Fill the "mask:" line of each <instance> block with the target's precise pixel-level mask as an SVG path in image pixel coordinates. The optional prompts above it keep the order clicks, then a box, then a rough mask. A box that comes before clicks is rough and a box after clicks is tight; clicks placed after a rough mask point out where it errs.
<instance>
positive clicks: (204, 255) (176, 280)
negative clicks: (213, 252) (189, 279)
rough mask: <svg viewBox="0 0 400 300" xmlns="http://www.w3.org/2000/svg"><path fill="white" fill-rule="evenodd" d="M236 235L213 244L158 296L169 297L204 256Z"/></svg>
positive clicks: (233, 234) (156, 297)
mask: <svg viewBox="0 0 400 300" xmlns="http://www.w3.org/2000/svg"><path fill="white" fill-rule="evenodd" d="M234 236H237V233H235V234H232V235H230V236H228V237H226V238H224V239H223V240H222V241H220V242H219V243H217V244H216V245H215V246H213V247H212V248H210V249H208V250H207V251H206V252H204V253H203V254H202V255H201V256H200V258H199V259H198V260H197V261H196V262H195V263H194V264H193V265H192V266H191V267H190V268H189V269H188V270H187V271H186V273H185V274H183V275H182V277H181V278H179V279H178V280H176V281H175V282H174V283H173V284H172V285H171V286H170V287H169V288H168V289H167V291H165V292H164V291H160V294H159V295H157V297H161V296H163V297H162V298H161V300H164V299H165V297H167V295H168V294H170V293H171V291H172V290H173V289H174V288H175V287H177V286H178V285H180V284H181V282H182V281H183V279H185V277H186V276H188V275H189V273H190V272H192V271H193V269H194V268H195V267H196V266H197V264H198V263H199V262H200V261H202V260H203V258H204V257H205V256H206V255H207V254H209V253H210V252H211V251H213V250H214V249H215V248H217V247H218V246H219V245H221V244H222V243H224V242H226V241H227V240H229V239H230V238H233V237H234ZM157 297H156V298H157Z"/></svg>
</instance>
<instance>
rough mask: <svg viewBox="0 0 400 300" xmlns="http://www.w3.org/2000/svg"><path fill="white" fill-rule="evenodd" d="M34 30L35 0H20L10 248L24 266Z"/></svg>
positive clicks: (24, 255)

________________________________________

→ What to work on
Copy every row above, replacing each "rough mask" with "coarse mask" and leaving everything else unchanged.

→ Response to this task
Fill the "mask:" line of each <instance> block with the target's precise pixel-level mask as an SVG path in image pixel coordinates. The optional prompts above it keep the order clicks, then a box, then a coarse mask. A box that comes before clicks is rough and a box after clicks is tight; clicks placed after a coarse mask point out where it errs.
<instance>
positive clicks: (204, 255) (176, 280)
negative clicks: (213, 252) (189, 279)
coarse mask: <svg viewBox="0 0 400 300" xmlns="http://www.w3.org/2000/svg"><path fill="white" fill-rule="evenodd" d="M236 235L213 244L158 296L169 297L204 256Z"/></svg>
positive clicks: (233, 234) (156, 297)
mask: <svg viewBox="0 0 400 300" xmlns="http://www.w3.org/2000/svg"><path fill="white" fill-rule="evenodd" d="M234 236H237V233H235V234H232V235H230V236H228V237H226V238H224V239H223V240H222V241H220V242H219V243H217V244H216V245H215V246H213V247H212V248H210V249H208V250H207V251H206V252H204V253H203V254H202V255H201V256H200V258H199V259H198V260H197V261H196V262H195V263H194V264H193V265H192V266H191V267H190V268H189V269H188V270H187V271H186V273H185V274H183V275H182V277H181V278H179V279H178V280H176V281H175V282H174V283H173V284H172V285H171V286H170V287H169V288H168V289H167V291H165V292H164V291H160V294H159V295H157V297H161V296H163V297H162V298H161V300H164V299H165V297H167V295H168V294H170V293H171V291H172V290H173V289H174V288H175V287H177V286H178V285H180V284H181V282H182V281H183V279H185V277H186V276H188V275H189V273H190V272H192V271H193V269H194V268H195V267H196V266H197V264H198V263H199V262H200V261H202V260H203V258H204V257H205V256H206V255H207V254H209V253H210V252H211V251H213V250H214V249H215V248H217V247H218V246H219V245H221V244H222V243H224V242H226V241H227V240H229V239H230V238H233V237H234ZM157 297H156V298H157Z"/></svg>
</instance>
<instance>
coarse mask: <svg viewBox="0 0 400 300" xmlns="http://www.w3.org/2000/svg"><path fill="white" fill-rule="evenodd" d="M34 30L35 0H20L10 248L24 266Z"/></svg>
positive clicks: (24, 255)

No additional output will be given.